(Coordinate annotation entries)
## Start
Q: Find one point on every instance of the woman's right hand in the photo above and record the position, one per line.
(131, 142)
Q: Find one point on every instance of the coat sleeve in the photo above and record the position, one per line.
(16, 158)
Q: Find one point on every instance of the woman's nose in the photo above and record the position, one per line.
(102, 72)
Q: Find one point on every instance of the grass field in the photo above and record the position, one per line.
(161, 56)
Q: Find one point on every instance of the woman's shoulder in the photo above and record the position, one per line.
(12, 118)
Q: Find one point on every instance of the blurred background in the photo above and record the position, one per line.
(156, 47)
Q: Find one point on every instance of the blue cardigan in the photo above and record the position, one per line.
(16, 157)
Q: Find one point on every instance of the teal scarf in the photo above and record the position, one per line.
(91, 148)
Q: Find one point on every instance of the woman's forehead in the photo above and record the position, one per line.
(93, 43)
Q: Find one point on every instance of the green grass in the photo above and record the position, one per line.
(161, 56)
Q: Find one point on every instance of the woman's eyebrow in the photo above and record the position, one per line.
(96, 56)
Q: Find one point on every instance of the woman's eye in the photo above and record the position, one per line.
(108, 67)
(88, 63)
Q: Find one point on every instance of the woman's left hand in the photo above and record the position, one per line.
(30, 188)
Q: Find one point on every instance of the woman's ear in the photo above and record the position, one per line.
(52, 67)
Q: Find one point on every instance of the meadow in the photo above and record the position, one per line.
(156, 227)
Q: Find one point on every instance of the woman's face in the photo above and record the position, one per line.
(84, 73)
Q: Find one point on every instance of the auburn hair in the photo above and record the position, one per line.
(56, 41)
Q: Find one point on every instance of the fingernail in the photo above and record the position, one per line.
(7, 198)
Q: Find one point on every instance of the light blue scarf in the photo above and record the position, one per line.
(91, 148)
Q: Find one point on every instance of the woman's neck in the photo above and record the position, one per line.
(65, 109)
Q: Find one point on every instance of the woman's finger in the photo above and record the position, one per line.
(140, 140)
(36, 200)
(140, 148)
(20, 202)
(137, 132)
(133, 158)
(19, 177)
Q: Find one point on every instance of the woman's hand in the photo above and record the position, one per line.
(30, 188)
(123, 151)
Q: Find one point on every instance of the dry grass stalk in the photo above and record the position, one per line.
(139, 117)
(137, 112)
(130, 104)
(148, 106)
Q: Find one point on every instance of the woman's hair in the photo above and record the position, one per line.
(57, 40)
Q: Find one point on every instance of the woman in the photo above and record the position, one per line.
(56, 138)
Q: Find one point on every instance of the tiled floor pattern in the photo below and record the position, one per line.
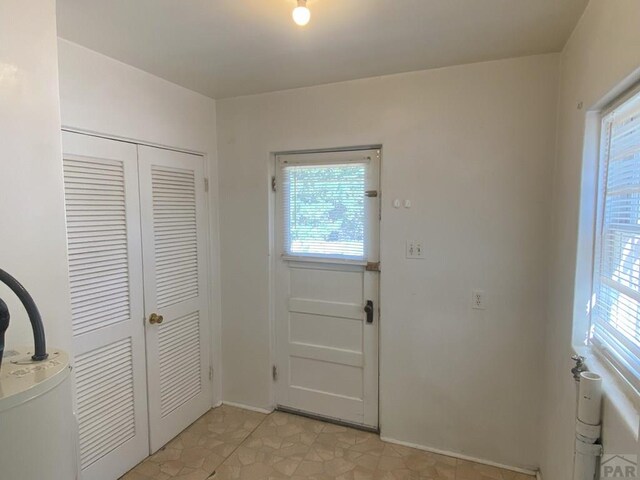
(228, 443)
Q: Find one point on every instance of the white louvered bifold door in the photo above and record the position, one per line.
(172, 202)
(105, 272)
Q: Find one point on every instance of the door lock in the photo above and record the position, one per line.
(368, 308)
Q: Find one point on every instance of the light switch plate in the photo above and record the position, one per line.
(478, 300)
(415, 249)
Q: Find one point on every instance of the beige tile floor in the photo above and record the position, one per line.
(228, 443)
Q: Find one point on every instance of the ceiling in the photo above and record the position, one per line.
(226, 48)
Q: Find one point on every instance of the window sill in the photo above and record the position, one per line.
(622, 396)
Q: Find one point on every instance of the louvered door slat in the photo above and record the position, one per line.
(177, 213)
(171, 193)
(81, 234)
(105, 275)
(106, 379)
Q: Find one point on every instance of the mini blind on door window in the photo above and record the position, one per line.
(616, 287)
(324, 210)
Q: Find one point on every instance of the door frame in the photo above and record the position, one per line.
(211, 257)
(273, 258)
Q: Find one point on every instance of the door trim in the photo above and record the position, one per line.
(274, 257)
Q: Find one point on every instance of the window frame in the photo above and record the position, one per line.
(371, 155)
(620, 362)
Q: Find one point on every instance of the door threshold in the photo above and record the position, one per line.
(322, 418)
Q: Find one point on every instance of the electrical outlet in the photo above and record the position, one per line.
(478, 300)
(414, 249)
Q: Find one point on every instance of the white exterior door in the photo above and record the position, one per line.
(175, 290)
(105, 272)
(326, 291)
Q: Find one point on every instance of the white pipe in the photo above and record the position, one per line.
(588, 427)
(590, 398)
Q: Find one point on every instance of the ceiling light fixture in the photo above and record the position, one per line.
(301, 14)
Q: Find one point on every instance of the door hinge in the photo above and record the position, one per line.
(373, 267)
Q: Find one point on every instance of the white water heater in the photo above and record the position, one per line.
(37, 426)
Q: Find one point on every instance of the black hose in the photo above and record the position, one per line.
(32, 311)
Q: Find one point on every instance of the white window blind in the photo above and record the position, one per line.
(324, 210)
(615, 316)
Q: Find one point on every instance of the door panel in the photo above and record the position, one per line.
(175, 285)
(105, 272)
(327, 230)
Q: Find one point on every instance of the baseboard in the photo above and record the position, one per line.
(460, 456)
(247, 407)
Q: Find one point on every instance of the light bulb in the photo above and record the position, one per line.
(301, 14)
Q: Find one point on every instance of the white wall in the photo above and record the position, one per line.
(472, 148)
(598, 60)
(101, 95)
(33, 238)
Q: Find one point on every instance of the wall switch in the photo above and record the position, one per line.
(478, 300)
(414, 249)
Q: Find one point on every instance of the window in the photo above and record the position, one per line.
(324, 210)
(615, 318)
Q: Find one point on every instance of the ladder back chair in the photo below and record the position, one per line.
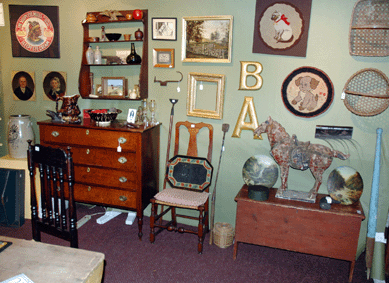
(188, 193)
(56, 197)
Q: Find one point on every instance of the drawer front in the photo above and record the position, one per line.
(88, 137)
(105, 158)
(105, 177)
(105, 196)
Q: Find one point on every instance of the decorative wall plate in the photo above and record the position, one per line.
(307, 92)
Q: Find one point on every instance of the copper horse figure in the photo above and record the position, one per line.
(288, 151)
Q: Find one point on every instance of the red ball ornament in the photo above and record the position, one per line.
(137, 14)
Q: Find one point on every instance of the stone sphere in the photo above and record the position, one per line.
(260, 170)
(345, 184)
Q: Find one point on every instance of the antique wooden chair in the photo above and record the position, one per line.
(183, 194)
(57, 203)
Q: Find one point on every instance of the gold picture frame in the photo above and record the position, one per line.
(163, 58)
(114, 86)
(207, 39)
(205, 95)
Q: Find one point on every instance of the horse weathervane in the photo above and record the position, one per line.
(289, 152)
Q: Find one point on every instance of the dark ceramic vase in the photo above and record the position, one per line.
(133, 57)
(138, 35)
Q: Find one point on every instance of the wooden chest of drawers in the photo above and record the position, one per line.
(103, 174)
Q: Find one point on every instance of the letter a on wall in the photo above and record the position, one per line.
(245, 73)
(247, 109)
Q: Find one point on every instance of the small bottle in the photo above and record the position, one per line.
(103, 37)
(90, 57)
(97, 56)
(133, 57)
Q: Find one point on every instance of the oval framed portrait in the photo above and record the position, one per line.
(54, 85)
(307, 92)
(23, 85)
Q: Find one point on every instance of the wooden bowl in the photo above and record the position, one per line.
(113, 36)
(93, 39)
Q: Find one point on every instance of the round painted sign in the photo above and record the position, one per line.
(34, 31)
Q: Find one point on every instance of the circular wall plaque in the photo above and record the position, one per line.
(281, 26)
(307, 92)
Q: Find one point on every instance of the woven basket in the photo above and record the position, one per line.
(369, 28)
(223, 235)
(367, 92)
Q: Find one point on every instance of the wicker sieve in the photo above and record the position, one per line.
(223, 234)
(369, 28)
(367, 92)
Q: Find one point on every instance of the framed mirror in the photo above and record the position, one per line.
(205, 95)
(114, 86)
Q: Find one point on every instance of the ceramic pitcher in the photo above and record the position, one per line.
(19, 132)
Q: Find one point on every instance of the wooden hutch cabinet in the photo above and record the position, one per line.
(126, 178)
(91, 74)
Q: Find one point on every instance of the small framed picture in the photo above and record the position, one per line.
(23, 85)
(207, 39)
(164, 28)
(114, 86)
(131, 115)
(163, 58)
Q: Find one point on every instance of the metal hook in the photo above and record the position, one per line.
(164, 83)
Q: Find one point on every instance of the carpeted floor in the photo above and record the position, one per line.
(174, 258)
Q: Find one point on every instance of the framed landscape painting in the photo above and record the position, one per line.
(207, 39)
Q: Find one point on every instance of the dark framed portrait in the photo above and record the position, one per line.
(34, 31)
(23, 85)
(281, 27)
(307, 92)
(54, 84)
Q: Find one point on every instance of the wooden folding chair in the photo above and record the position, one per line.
(57, 203)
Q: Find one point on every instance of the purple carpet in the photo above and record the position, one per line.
(174, 258)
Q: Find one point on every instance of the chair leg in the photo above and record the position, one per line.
(174, 217)
(154, 208)
(73, 233)
(200, 231)
(36, 235)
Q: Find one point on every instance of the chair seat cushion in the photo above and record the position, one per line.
(183, 198)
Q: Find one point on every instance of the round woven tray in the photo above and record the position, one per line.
(367, 92)
(223, 234)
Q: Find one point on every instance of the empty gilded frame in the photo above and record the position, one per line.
(205, 95)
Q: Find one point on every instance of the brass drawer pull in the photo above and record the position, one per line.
(122, 198)
(121, 140)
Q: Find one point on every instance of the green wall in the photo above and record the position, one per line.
(327, 50)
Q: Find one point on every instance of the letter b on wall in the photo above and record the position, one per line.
(244, 73)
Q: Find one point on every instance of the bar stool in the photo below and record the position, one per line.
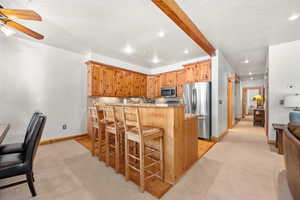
(142, 135)
(98, 136)
(113, 131)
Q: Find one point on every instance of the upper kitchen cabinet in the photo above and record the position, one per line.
(107, 81)
(203, 71)
(94, 86)
(168, 79)
(198, 72)
(153, 87)
(180, 79)
(171, 79)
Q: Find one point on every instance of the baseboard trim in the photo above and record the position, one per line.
(271, 142)
(220, 138)
(62, 139)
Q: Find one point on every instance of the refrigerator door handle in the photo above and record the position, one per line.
(194, 100)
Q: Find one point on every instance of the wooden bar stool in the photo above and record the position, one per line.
(98, 136)
(142, 135)
(113, 130)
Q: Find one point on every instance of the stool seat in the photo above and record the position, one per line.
(148, 132)
(144, 158)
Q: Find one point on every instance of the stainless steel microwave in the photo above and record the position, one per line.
(168, 92)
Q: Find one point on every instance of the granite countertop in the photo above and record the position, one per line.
(142, 105)
(190, 116)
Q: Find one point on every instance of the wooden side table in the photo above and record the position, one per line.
(279, 138)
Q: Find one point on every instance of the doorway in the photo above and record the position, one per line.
(230, 104)
(247, 100)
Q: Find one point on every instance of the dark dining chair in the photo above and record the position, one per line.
(19, 147)
(17, 164)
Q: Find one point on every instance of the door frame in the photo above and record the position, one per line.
(229, 103)
(244, 98)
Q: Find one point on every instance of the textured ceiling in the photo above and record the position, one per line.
(239, 28)
(106, 27)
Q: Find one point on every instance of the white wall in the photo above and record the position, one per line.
(37, 77)
(221, 71)
(252, 83)
(284, 70)
(116, 63)
(177, 66)
(225, 71)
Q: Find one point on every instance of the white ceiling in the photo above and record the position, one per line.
(239, 28)
(106, 27)
(245, 28)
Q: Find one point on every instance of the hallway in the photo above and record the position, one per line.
(250, 169)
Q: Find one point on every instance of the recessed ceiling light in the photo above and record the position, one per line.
(246, 61)
(155, 60)
(128, 49)
(161, 34)
(293, 17)
(6, 30)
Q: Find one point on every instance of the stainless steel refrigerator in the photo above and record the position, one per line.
(197, 100)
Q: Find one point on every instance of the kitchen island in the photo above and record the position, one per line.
(180, 135)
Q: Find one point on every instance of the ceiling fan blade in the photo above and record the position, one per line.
(23, 29)
(20, 14)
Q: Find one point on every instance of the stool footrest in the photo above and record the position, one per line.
(156, 174)
(136, 169)
(134, 157)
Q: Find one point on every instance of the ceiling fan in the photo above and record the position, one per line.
(6, 22)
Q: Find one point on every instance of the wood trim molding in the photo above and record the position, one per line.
(62, 139)
(220, 138)
(91, 62)
(197, 62)
(271, 142)
(179, 17)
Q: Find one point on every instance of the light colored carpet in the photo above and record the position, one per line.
(240, 167)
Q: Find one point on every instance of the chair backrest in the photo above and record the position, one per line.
(109, 114)
(29, 128)
(34, 141)
(131, 118)
(94, 116)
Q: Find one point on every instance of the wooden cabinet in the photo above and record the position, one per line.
(198, 72)
(171, 79)
(180, 81)
(153, 87)
(93, 81)
(107, 81)
(168, 79)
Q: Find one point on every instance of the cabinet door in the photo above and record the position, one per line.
(120, 83)
(205, 74)
(108, 82)
(135, 80)
(143, 86)
(163, 80)
(180, 77)
(171, 79)
(94, 80)
(189, 73)
(151, 86)
(128, 84)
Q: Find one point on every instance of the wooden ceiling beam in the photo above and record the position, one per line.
(177, 15)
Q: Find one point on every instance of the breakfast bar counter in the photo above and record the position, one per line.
(180, 135)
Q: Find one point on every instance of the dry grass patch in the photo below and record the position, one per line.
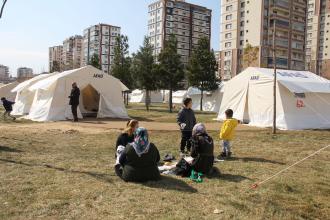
(68, 175)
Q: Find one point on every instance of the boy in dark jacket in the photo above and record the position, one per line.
(8, 105)
(74, 101)
(186, 120)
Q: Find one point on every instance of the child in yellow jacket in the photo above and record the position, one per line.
(227, 133)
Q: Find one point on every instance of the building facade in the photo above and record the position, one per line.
(55, 59)
(72, 52)
(247, 28)
(186, 21)
(24, 73)
(4, 73)
(100, 39)
(318, 37)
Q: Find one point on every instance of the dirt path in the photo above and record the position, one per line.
(103, 126)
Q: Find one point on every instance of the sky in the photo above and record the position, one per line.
(29, 27)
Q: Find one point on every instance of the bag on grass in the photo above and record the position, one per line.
(183, 168)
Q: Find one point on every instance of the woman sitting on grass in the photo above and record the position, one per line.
(202, 150)
(139, 159)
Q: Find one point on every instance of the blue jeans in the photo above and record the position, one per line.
(226, 146)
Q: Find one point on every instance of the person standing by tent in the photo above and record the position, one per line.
(186, 120)
(74, 101)
(227, 133)
(8, 105)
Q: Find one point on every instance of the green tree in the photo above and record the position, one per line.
(202, 67)
(95, 61)
(250, 56)
(143, 68)
(170, 68)
(121, 67)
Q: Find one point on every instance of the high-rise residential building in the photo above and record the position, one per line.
(318, 37)
(24, 73)
(186, 21)
(4, 73)
(55, 58)
(72, 52)
(250, 23)
(100, 39)
(217, 58)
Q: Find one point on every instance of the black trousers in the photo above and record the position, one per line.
(185, 140)
(74, 112)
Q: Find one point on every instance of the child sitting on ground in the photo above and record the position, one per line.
(8, 105)
(227, 133)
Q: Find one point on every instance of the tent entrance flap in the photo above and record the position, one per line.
(90, 101)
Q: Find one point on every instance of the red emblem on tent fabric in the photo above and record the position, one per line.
(300, 103)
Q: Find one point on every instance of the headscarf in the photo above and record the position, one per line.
(141, 142)
(199, 129)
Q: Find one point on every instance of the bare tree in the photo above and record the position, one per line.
(2, 7)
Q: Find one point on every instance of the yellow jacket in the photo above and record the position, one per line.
(227, 131)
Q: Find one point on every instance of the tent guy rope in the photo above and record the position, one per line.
(278, 173)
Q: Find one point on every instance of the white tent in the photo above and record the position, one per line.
(139, 96)
(303, 99)
(178, 96)
(24, 96)
(5, 91)
(100, 94)
(211, 100)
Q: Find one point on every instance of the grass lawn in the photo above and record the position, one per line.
(160, 113)
(67, 174)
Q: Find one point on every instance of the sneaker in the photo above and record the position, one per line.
(221, 156)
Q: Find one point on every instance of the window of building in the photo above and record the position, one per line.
(228, 17)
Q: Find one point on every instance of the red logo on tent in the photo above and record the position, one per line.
(300, 103)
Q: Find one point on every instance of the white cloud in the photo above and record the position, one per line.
(14, 58)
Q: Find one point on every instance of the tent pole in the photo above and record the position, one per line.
(275, 74)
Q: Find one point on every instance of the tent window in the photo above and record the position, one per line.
(300, 95)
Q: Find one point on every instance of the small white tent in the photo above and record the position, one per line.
(178, 96)
(139, 96)
(211, 100)
(100, 94)
(24, 96)
(5, 91)
(303, 99)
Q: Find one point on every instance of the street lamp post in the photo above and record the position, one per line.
(275, 75)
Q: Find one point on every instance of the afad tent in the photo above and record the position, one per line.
(139, 96)
(303, 99)
(100, 95)
(5, 91)
(24, 96)
(211, 100)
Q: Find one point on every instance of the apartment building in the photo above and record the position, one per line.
(250, 22)
(24, 73)
(188, 22)
(4, 73)
(55, 58)
(100, 39)
(318, 37)
(72, 52)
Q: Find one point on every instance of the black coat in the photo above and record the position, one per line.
(8, 105)
(74, 96)
(202, 152)
(140, 169)
(186, 116)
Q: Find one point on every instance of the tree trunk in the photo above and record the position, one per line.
(171, 100)
(201, 107)
(147, 99)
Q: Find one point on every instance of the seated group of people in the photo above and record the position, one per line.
(137, 158)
## End
■ **DIRECTIVE**:
Write out the lines above from the one containing "Q: Find one point on every instance of the apartment" through the last, exactly as they are.

■ **RESULT OF THE EXERCISE**:
Q: Find one point on every instance of the apartment building in the photo above and record the position, one per line.
(250, 22)
(24, 73)
(188, 22)
(4, 73)
(55, 58)
(100, 39)
(318, 37)
(72, 52)
Q: Find one point on every instance of the black coat in the photo above and record the position, one per line.
(8, 105)
(74, 96)
(202, 152)
(140, 169)
(186, 116)
Q: Find one point on every instance of the tree trunk in the photo above and record the position, one per line.
(171, 100)
(201, 107)
(147, 99)
Q: Find one point on every instance of the seated group of people in the photo above and record the position, one per line.
(137, 158)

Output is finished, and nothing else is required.